Task requirements: Copy out all of the data below with no alterations.

--- START ---

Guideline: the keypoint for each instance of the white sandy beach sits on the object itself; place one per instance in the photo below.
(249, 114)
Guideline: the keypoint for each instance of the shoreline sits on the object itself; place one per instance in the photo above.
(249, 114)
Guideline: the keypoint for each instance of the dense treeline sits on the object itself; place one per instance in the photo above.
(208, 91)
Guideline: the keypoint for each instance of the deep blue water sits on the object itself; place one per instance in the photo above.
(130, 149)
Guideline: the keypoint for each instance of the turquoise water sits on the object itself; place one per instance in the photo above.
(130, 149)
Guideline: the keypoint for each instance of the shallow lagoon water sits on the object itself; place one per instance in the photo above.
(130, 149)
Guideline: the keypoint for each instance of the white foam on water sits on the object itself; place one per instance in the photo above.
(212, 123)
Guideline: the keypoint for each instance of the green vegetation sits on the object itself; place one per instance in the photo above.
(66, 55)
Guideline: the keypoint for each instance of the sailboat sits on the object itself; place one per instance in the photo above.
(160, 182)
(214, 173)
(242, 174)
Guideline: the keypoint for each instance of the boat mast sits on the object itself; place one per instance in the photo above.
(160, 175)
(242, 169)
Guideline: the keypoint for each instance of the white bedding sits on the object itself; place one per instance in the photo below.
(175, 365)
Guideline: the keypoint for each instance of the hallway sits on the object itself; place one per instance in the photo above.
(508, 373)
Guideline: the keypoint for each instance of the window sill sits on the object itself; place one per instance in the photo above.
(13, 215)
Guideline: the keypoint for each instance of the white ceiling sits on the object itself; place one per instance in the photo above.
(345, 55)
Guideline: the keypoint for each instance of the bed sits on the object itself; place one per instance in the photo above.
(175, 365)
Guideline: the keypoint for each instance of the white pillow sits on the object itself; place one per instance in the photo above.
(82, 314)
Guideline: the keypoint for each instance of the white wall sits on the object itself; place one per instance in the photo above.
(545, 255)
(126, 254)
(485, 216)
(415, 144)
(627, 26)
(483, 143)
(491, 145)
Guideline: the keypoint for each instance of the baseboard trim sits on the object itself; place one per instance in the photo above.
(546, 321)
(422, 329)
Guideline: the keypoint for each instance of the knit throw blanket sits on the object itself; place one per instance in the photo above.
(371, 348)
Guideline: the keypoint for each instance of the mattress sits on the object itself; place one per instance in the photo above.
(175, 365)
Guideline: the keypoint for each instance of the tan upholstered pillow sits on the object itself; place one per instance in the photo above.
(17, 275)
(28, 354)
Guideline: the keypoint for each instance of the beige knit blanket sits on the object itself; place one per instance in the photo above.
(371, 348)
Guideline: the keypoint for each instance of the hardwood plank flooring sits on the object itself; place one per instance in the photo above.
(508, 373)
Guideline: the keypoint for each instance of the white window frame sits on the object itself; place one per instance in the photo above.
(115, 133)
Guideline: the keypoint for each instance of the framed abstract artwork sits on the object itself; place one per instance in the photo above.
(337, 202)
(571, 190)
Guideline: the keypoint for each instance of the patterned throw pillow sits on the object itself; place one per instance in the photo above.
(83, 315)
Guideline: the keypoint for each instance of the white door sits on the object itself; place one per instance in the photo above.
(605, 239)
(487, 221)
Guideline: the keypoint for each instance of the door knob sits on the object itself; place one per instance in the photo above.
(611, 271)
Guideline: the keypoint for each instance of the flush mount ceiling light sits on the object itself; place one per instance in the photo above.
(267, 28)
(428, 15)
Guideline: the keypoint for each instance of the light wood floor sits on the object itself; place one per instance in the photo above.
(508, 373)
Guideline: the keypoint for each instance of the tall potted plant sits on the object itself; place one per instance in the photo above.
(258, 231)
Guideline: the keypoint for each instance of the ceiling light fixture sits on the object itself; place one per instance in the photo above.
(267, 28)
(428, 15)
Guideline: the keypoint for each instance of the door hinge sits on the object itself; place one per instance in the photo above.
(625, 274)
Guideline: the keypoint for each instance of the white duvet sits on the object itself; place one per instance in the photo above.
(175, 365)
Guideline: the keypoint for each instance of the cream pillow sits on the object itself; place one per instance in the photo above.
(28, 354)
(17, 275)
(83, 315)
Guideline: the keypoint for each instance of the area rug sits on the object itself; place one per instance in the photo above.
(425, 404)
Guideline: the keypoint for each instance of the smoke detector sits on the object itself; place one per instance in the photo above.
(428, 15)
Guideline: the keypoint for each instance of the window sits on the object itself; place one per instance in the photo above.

--- END ---

The answer:
Guideline: the keypoint for each instance of the white sandy beach sits on the object itself; place one per instance in the photo below.
(249, 114)
Guideline: the keypoint for each instance of the shoreline sits on the object itself; place one per instance in the photo above.
(249, 114)
Guideline: the keypoint for each instance of the dense treeline sits on the object itself; place one per instance in the photo above.
(208, 91)
Guideline: the keypoint for each instance of the deep blue water sits on the object itself; place one per instance in the photo above.
(130, 149)
Guideline: the keypoint for each instance of the turquoise water sits on the object itself; place one per instance in the photo above.
(130, 149)
Guideline: the keypoint for each instance of the shallow lagoon water sits on the object itself; place one per instance in the photo above.
(130, 149)
Guideline: the keypoint for each instance of the white foam on water sits on the object itself; place one per instance in the photo above.
(212, 123)
Guideline: the keypoint for each instance of the green vegetation sits on the object itself; place one per instance in the photo above.
(66, 55)
Guideline: the keypoint for each instance of the sailboat sits on the object itself; place one per instance in the photo above.
(160, 182)
(214, 173)
(242, 174)
Guideline: the keypoint for each instance of the boat mast sits on the object itself; place one per instance in the photo above.
(160, 175)
(242, 169)
Guideline: the keypoint for each instance of the white bedding sits on the object itself; place one per instance in the photo below.
(175, 365)
Guideline: the keypoint for each instance of the hallway sits on the object itself; place one per instance in the photo above.
(508, 373)
Guideline: the keypoint for each instance of the window sill sits on the object itself; place one per instance in the photo above.
(13, 215)
Guideline: the keypoint for each instance of the white ceiling sits on the object itself; place one per instance in the photo above.
(345, 55)
Guideline: the keypoint for each instance of the bed sits on the object itself; place one per instance in the photo above.
(175, 365)
Guideline: the keypoint for each instance of the white pillow sits on the object itself; place one per instance in the photo above.
(82, 314)
Guideline: the keypoint for each instance of the white wall sits on the object itself; place one per instance in the photo above.
(545, 255)
(126, 254)
(485, 216)
(415, 144)
(627, 26)
(483, 143)
(491, 145)
Guideline: the keypoint for each instance of the baseboard trim sits on the object itself; place one per instance in the photo above.
(546, 321)
(422, 329)
Guideline: the keypoint for each instance of the knit throw blanket sits on the object itself; place one per instance in the photo above.
(371, 348)
Guideline: the keypoint for each instance of the mattress sits on the object itself; place one per instance in the photo above.
(175, 365)
Guideline: the keypoint for each instance of the tan upholstered pillow sits on the object itself; place one per instance in the photo above.
(17, 275)
(28, 354)
Guideline: the keypoint for each instance of the beige knit blanket sits on the object itself; place one per instance in the photo above.
(371, 348)
Guideline: the keypoint for each instance of the hardwood plank flooring sits on the object itself; place one per instance in the photo above.
(508, 373)
Guideline: the keypoint for each instance of the white window frame sits on the object itself; place one per instance in the photo above.
(115, 133)
Guideline: the keypoint for each instance of the framed abstract artwork sits on the object itself; place one per instance in the photo above.
(337, 202)
(571, 190)
Guideline: the keypoint for each instance of the patterned throw pillow sits on the object itself; place one per instance in the photo above.
(83, 315)
Guideline: the keypoint for each instance of the white door sits on the object itself; place one per instance in the photo above.
(605, 239)
(487, 221)
Guideline: the keypoint for each instance of the door knob sits on the object itself; place one per instance in the photo above.
(611, 271)
Guideline: the keypoint for each instance of the flush mount ceiling light sits on the object itself; place one per instance in the photo above.
(267, 28)
(428, 15)
Guideline: the keypoint for each instance of the light wood floor sits on the object itself; place one per instance in the photo above.
(508, 373)
Guideline: the keypoint for each instance of the tall potted plant sits on the object itself; place one per instance in the photo above.
(258, 231)
Guideline: the keypoint for each instance of the ceiling light fixture sits on the object itself; place one per instance in the photo above.
(267, 28)
(428, 15)
Guideline: the keypoint for each instance of the door hinge sits on the object itself; place one per instance in the photo above.
(625, 274)
Guideline: the keypoint for each instance of the white duvet sits on the object itself; place one per instance in the photo above.
(175, 365)
Guideline: the keypoint for each instance of the cream pillow sits on the object itself; place one per instance in the photo above.
(28, 354)
(17, 275)
(83, 315)
Guideline: the keypoint for each instance of the area rug sits on the object itself; place one per instance in the photo above.
(425, 404)
Guideline: the keypoint for each instance of the smoke detector sits on the object itself; place one per instance in the photo above.
(428, 15)
Guideline: the keypoint for each instance of the window sits on the object itself; place one per instance in the photo above.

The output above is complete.